## EXERCISE GOAL
Report, copied in full, each line of the entries below that contains the string "wristband". Letter case must match.

## MATERIAL SHOWN

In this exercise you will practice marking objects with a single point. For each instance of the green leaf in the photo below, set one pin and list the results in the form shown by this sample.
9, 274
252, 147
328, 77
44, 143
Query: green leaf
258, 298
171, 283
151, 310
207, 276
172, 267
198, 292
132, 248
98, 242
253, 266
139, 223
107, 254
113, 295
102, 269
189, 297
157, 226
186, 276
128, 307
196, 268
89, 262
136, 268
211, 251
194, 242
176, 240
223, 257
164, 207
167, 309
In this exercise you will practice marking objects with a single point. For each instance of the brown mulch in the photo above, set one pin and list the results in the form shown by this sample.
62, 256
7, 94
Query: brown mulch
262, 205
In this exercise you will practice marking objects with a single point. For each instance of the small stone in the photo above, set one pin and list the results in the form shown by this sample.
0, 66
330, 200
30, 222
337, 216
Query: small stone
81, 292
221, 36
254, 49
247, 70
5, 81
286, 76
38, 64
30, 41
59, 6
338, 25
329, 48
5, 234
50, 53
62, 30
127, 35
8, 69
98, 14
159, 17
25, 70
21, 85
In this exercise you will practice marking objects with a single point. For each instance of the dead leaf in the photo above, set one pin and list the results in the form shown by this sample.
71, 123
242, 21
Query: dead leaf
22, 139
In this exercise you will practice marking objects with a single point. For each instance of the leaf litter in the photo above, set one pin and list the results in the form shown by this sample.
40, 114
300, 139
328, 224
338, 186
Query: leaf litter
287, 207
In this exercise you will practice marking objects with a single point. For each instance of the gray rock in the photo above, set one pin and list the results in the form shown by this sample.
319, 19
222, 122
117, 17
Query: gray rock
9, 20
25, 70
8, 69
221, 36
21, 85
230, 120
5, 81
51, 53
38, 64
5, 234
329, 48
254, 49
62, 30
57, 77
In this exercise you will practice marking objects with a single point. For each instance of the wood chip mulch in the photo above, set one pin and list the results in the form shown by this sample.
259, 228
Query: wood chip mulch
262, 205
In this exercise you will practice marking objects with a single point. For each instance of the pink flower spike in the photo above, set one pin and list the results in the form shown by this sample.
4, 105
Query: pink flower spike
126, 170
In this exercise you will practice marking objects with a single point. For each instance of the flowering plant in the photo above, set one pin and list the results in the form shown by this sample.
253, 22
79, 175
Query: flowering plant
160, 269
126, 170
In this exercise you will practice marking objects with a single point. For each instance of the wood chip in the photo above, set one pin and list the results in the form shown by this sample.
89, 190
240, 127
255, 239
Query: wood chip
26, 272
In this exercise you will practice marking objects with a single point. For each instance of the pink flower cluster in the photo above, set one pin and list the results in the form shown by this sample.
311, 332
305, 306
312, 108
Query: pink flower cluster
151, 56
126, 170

==

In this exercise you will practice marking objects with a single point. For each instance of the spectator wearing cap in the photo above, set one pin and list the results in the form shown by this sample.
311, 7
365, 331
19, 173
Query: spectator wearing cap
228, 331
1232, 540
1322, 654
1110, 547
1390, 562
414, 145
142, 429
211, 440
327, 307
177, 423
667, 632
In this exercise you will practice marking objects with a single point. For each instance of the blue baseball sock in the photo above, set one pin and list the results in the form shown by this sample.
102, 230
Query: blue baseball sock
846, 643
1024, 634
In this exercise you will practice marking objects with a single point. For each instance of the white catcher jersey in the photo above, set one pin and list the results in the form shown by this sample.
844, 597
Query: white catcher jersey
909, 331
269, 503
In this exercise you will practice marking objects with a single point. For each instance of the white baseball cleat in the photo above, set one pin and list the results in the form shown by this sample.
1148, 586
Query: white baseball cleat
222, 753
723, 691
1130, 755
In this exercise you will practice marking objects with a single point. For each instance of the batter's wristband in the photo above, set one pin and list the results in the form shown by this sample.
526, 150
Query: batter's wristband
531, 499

## EXERCISE SOLUTION
In this exercise you will practice marking objects with a single point. For each instance of the batter's wristband in the photo above, set one pin and list the results in the form shown by this sample.
Query: batter's wristband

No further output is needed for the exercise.